>> BEGIN Data provided

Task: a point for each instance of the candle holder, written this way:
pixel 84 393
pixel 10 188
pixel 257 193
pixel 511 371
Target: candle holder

>> END Data provided

### Written task
Reproduce the rows with every "candle holder" changed to "candlestick" and everything else left unchanged.

### Task result
Task: a point for each instance of the candlestick, written this way:
pixel 84 393
pixel 10 188
pixel 257 193
pixel 511 371
Target: candlestick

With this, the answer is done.